=== Data listing ===

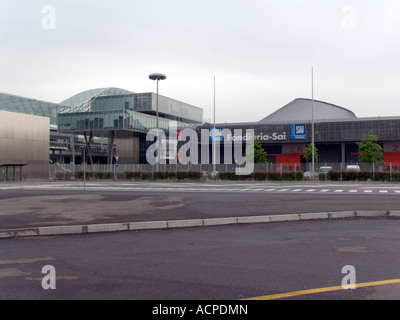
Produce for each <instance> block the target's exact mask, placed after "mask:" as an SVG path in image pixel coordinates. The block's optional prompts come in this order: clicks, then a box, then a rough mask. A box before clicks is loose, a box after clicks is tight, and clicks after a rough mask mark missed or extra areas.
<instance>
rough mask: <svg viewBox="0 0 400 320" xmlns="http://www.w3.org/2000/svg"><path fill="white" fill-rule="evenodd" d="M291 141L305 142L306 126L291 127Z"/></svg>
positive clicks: (302, 124) (296, 125) (303, 124)
mask: <svg viewBox="0 0 400 320" xmlns="http://www.w3.org/2000/svg"><path fill="white" fill-rule="evenodd" d="M290 139H291V140H305V139H306V125H305V124H292V125H290Z"/></svg>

===

■ What is required ■
Rewrite every row with "rough mask" changed to "coarse mask" and nothing else altered, omitting the pictures.

■ Answer below ■
Produce for each <instance> block the target's exact mask, placed after "mask:" as an SVG path in image pixel coordinates. The block's optional prompts come in this order: clicks, then a box, then a coarse mask. A box before clicks is loose, a box after clicks is tight, and clicks after a coarse mask mark missed or extra areas.
<instance>
coarse mask: <svg viewBox="0 0 400 320" xmlns="http://www.w3.org/2000/svg"><path fill="white" fill-rule="evenodd" d="M291 141L305 142L306 126L291 127Z"/></svg>
positive clicks: (302, 124) (296, 125) (303, 124)
mask: <svg viewBox="0 0 400 320" xmlns="http://www.w3.org/2000/svg"><path fill="white" fill-rule="evenodd" d="M290 139H291V140H305V139H306V125H305V124H292V125H290Z"/></svg>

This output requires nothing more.